(EXERCISE):
The line containing "In this picture, where can the funnel-shaped" marks where to begin; quote it and every line after it through the end of the data, exactly as written.

(RECORDS SUPPLIED):
▼

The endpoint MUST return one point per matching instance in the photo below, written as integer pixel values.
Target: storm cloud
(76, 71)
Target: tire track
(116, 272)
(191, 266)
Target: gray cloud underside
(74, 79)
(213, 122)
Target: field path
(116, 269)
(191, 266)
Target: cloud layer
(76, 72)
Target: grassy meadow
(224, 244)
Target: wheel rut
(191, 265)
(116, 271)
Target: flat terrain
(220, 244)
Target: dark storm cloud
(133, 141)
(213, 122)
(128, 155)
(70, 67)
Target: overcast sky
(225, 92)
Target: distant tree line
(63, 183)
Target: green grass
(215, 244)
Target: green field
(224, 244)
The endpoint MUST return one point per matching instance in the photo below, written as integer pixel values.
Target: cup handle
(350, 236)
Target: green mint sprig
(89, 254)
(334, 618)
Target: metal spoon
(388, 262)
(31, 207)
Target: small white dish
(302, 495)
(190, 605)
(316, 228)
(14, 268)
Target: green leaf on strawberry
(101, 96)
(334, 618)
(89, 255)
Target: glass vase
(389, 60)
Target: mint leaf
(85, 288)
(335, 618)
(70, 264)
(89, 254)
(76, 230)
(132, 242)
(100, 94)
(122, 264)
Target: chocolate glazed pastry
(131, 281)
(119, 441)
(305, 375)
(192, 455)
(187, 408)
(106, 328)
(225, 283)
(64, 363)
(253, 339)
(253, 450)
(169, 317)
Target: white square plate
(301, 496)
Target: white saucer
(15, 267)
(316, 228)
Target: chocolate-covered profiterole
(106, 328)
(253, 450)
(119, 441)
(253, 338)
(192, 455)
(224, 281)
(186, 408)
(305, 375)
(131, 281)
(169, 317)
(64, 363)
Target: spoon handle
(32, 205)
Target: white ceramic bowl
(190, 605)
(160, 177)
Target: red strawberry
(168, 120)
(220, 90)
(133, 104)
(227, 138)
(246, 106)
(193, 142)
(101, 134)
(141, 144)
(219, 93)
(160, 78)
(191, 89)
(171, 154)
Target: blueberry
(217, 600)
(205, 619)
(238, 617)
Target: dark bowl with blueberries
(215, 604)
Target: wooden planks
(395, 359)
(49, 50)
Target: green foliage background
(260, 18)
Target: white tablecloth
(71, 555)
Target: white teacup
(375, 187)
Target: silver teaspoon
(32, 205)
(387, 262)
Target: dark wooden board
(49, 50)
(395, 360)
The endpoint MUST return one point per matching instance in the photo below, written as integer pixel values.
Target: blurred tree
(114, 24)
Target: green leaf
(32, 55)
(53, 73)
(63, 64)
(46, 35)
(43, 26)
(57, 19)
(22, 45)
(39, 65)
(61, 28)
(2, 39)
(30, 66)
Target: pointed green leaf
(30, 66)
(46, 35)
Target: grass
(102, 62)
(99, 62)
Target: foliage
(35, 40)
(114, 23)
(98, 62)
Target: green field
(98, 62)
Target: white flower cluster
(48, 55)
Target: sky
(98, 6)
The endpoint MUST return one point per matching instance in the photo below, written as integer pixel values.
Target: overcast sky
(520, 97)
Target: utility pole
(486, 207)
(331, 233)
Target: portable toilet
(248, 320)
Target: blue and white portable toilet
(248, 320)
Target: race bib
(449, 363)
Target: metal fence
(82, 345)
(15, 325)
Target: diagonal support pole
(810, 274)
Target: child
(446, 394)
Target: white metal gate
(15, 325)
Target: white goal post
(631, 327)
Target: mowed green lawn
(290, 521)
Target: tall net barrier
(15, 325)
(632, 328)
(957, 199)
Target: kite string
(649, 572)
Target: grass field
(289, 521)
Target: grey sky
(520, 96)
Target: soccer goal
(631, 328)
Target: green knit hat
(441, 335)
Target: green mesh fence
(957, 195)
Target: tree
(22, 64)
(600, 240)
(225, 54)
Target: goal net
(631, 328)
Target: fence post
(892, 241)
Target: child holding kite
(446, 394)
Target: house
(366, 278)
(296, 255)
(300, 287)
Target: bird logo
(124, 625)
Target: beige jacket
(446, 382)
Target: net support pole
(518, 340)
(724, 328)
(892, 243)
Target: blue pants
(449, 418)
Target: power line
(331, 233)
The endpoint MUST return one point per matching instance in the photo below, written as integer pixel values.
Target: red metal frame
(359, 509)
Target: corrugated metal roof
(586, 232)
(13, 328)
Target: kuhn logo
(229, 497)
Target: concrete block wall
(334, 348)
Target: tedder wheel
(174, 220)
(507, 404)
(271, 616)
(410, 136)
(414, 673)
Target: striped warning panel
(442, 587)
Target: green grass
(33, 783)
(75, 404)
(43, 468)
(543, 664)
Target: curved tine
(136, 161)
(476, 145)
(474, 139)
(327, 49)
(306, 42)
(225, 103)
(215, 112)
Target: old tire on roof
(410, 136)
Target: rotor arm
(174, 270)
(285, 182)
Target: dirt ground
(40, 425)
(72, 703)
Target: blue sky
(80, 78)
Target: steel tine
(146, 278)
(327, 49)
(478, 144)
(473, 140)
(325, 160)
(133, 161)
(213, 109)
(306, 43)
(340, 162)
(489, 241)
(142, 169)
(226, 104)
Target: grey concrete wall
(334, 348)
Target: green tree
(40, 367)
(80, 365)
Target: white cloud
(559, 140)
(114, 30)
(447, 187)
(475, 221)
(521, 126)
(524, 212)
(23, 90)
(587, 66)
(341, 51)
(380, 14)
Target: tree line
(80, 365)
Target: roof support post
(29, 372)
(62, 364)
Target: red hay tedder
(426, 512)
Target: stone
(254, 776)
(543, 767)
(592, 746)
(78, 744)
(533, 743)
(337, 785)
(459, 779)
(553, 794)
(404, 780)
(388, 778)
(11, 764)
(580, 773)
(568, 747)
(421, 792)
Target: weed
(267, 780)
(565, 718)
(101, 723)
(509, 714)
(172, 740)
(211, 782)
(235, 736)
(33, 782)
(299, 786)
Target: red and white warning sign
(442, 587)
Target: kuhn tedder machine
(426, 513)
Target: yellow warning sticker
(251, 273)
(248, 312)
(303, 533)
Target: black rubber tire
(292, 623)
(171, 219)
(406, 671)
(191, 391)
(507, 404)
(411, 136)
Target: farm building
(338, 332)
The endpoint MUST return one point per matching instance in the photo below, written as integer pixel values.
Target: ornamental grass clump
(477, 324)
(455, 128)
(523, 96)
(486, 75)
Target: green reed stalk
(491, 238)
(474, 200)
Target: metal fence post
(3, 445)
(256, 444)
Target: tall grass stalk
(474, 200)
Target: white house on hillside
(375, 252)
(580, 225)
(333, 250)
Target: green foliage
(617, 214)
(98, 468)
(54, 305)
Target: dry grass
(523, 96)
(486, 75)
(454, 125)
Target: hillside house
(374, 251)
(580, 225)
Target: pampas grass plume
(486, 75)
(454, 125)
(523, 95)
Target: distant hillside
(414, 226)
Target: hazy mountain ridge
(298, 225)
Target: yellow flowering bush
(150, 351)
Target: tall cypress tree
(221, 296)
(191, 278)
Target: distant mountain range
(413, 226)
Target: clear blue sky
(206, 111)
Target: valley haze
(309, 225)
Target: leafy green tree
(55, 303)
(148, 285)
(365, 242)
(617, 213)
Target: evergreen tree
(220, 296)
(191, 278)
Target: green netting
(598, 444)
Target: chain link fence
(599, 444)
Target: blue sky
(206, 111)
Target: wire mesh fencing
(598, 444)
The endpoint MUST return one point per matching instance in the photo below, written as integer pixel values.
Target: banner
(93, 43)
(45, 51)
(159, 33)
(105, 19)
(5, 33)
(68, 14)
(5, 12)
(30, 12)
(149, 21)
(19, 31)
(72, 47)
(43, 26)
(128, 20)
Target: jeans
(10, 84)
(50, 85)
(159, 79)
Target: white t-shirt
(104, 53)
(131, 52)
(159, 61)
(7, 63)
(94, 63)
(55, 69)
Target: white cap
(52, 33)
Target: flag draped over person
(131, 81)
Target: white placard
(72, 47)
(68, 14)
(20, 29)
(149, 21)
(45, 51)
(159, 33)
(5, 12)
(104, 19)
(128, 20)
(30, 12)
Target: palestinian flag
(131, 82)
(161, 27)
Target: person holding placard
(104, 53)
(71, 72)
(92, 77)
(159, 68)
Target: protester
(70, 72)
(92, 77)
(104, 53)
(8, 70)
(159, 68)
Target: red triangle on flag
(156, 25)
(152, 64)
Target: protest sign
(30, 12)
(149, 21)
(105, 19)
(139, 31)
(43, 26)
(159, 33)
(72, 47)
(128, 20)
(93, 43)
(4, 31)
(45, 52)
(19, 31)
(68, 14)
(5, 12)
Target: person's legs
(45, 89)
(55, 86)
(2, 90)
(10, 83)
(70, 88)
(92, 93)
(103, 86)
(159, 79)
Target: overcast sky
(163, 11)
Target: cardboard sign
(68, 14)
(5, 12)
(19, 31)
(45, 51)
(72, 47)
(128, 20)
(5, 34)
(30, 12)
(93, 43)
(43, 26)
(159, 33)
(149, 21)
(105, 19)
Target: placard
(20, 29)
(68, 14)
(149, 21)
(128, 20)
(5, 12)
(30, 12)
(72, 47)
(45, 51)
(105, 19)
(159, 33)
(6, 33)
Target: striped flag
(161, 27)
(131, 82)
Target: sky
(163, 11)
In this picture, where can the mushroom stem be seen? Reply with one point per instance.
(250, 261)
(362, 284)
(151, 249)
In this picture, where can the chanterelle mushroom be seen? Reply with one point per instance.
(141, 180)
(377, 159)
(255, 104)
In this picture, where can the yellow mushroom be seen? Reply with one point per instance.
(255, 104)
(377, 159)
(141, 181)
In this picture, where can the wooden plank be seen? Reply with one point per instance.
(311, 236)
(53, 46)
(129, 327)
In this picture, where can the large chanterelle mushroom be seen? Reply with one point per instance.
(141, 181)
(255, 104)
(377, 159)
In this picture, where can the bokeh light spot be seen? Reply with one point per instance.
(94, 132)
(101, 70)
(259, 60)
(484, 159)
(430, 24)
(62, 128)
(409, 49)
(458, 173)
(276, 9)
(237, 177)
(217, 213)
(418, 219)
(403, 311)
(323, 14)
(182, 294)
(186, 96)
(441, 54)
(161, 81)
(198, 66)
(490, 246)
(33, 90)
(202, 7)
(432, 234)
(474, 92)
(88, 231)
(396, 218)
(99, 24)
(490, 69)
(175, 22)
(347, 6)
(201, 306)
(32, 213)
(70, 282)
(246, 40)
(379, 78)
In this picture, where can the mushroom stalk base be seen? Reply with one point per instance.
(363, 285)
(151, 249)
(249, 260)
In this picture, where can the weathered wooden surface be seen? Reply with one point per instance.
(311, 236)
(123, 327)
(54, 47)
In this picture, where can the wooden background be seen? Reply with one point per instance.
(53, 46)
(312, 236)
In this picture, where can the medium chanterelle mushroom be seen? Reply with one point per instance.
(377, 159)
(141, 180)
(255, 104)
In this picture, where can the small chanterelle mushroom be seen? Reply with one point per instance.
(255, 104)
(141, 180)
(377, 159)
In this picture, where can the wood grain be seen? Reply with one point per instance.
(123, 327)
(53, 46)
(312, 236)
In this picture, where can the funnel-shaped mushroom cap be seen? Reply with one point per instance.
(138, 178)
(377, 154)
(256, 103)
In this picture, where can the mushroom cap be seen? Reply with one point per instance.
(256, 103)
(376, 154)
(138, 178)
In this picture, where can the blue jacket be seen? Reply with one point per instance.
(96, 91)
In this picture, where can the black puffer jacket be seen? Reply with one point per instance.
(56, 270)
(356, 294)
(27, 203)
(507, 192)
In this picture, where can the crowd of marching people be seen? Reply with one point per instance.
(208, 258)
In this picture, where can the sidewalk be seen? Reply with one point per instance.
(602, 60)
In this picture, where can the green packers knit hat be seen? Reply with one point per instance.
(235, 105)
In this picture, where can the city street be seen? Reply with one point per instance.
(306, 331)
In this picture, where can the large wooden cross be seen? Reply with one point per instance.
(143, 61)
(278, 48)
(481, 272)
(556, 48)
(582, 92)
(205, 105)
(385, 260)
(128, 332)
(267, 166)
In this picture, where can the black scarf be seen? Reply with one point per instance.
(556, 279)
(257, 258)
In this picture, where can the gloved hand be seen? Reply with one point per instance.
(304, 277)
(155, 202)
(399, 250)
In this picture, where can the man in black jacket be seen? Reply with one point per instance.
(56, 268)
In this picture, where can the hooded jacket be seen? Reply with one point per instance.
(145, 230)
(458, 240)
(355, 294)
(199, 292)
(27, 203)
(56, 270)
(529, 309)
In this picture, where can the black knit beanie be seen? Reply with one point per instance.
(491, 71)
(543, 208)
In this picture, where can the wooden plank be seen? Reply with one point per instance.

▲

(ANSWER TO THIS PROBLEM):
In this picture, where can the funnel-shaped mushroom cap be seen? Reply with one point per instance.
(138, 178)
(377, 154)
(256, 103)
In this picture, where can the mushroom cap be seen? Reply with one point per instance.
(256, 103)
(376, 154)
(138, 178)
In this picture, where can the blue jacket be seen? Reply with one point per instance.
(96, 91)
In this picture, where can the black puffer jacket be seen? Reply with one point per instance.
(56, 270)
(356, 294)
(27, 203)
(507, 192)
In this picture, where can the crowd of marching people be seen? Reply with one point per instance.
(208, 258)
In this picture, where can the sidewalk be seen? Reply with one point per instance.
(602, 60)
In this picture, where can the green packers knit hat be seen? Reply with one point per instance.
(235, 105)
In this picture, where can the city street be seen? Reply with one point per instance.
(306, 331)
In this picture, where can the large wooden cross be seen? Reply with one point per instance.
(143, 61)
(278, 48)
(481, 272)
(556, 48)
(582, 92)
(205, 105)
(385, 260)
(128, 332)
(267, 166)
In this picture, where can the black scarf be seen? Reply with one point per instance.
(556, 279)
(257, 258)
In this picture, where can the gloved hand be seen? Reply with one point per instance.
(304, 277)
(155, 202)
(399, 250)
In this picture, where can the man in black jacket be seen? Reply with one point per instance.
(56, 268)
In this picture, where can the hooded jacket be seen? Reply with one point per instance.
(145, 230)
(458, 240)
(355, 294)
(199, 292)
(27, 203)
(56, 270)
(529, 309)
In this picture, where can the black knit beanie be seen? Reply with one point per instance.
(491, 71)
(543, 208)
In this picture, where can the wooden plank be seen? Reply with one point per instance.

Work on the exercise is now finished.